▶ _WHAT THE TASK ASKS_:
Copy, character for character, the stretch from the first line of the items through the line containing "[176,18,214,49]", including both of those lines.

▶ _DATA ROWS_:
╭──

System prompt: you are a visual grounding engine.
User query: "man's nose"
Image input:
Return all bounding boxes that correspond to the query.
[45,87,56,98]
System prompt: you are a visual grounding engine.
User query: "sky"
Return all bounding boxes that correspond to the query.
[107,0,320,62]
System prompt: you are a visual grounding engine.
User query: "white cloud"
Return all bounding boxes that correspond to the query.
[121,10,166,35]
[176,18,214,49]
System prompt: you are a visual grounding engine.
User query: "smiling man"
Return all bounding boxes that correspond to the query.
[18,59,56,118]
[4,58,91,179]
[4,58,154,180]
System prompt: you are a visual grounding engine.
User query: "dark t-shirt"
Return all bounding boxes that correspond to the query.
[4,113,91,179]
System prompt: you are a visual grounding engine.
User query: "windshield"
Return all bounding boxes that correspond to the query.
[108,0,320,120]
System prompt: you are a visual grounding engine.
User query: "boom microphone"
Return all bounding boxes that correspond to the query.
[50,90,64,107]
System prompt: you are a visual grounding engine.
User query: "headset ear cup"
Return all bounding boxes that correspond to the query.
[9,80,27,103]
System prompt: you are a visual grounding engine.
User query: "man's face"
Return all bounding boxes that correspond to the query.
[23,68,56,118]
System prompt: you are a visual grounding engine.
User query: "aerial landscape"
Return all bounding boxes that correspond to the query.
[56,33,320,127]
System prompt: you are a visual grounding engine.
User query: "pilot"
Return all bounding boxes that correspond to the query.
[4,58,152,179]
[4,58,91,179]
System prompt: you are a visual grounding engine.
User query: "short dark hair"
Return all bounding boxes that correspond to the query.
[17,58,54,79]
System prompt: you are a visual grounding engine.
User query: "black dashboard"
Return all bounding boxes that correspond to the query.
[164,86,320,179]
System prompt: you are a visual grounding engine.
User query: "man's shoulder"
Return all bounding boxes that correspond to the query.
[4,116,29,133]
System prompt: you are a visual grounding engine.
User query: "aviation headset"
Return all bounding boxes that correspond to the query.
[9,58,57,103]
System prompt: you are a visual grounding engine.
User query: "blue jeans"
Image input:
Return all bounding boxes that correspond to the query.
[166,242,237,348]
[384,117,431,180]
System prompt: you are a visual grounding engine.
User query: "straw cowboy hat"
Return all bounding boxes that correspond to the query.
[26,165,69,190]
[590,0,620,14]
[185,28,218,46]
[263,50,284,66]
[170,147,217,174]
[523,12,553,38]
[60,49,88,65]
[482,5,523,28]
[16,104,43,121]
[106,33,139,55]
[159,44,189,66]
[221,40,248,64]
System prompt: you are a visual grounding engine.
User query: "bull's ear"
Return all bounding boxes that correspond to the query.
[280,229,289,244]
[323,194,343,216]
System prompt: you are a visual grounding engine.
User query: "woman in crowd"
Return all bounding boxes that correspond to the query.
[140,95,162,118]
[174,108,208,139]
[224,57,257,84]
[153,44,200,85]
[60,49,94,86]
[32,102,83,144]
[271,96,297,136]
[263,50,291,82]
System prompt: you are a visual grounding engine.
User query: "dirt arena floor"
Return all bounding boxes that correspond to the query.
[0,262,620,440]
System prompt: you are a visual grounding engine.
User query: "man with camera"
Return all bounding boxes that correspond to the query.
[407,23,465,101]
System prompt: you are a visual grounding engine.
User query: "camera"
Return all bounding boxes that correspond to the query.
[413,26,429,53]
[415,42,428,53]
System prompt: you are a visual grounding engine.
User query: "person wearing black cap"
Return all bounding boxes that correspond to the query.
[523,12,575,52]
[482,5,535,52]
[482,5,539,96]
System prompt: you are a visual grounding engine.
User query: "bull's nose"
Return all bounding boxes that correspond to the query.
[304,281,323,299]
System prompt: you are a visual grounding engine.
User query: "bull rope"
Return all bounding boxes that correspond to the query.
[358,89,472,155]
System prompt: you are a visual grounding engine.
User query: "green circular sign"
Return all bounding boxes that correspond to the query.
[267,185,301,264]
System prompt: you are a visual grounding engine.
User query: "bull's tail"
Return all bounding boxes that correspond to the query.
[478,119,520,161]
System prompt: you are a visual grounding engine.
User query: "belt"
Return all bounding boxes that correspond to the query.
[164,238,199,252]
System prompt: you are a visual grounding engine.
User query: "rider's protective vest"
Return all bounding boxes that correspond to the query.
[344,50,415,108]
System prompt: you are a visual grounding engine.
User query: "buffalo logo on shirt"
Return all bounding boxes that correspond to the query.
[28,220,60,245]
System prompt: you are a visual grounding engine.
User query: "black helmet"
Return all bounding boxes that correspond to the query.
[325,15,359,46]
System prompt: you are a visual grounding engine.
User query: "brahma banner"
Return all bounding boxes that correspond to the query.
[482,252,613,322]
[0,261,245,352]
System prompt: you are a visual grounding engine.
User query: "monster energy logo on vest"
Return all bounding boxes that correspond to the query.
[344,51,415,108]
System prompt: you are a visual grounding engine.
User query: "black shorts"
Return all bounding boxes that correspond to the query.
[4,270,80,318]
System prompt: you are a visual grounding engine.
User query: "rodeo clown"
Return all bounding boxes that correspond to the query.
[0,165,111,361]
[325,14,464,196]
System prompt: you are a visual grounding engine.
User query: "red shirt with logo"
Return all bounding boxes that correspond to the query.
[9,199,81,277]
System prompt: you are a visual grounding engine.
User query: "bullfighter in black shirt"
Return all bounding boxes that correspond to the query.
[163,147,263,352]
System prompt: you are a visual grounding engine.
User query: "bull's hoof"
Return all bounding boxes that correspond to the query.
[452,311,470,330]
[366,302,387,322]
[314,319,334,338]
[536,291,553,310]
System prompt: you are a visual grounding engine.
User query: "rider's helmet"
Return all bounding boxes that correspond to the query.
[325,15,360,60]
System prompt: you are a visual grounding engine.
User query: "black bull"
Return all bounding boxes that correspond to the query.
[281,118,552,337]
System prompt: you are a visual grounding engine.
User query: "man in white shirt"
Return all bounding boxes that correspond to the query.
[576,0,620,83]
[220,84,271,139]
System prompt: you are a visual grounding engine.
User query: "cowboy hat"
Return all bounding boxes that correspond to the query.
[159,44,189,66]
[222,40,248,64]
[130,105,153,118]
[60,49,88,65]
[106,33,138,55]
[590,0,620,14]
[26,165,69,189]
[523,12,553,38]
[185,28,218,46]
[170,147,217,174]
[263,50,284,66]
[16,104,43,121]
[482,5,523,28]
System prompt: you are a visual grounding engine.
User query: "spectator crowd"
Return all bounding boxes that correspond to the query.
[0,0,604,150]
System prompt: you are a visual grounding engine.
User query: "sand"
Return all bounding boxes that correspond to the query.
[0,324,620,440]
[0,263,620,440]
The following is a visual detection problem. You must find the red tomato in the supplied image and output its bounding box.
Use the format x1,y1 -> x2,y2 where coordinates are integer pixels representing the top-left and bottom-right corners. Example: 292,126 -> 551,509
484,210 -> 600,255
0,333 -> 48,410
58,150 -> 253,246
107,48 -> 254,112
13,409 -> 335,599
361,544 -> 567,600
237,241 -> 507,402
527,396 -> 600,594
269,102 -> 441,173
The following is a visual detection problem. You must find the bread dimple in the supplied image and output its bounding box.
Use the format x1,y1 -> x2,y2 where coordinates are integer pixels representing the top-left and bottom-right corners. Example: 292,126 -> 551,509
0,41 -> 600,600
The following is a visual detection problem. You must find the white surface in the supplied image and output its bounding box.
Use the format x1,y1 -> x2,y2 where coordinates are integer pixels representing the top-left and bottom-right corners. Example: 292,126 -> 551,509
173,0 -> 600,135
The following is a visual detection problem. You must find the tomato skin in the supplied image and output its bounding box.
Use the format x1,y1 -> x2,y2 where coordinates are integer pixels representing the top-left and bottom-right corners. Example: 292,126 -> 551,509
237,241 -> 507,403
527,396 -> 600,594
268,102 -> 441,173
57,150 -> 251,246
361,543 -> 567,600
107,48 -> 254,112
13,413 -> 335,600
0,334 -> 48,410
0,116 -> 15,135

╰──

▶ _TASK SOLUTION_:
System prompt: you are a visual grounding engine.
User query: "man's nose"
Image input:
Return all bounding boxes that correspond to the query.
[45,87,56,98]
System prompt: you are a visual grounding engine.
User query: "sky"
Return all bounding boxes that correspond to the query.
[107,0,320,62]
System prompt: you are a visual grounding engine.
User query: "white cloud"
Return all bounding boxes that correspond to the query.
[121,10,166,35]
[176,18,214,49]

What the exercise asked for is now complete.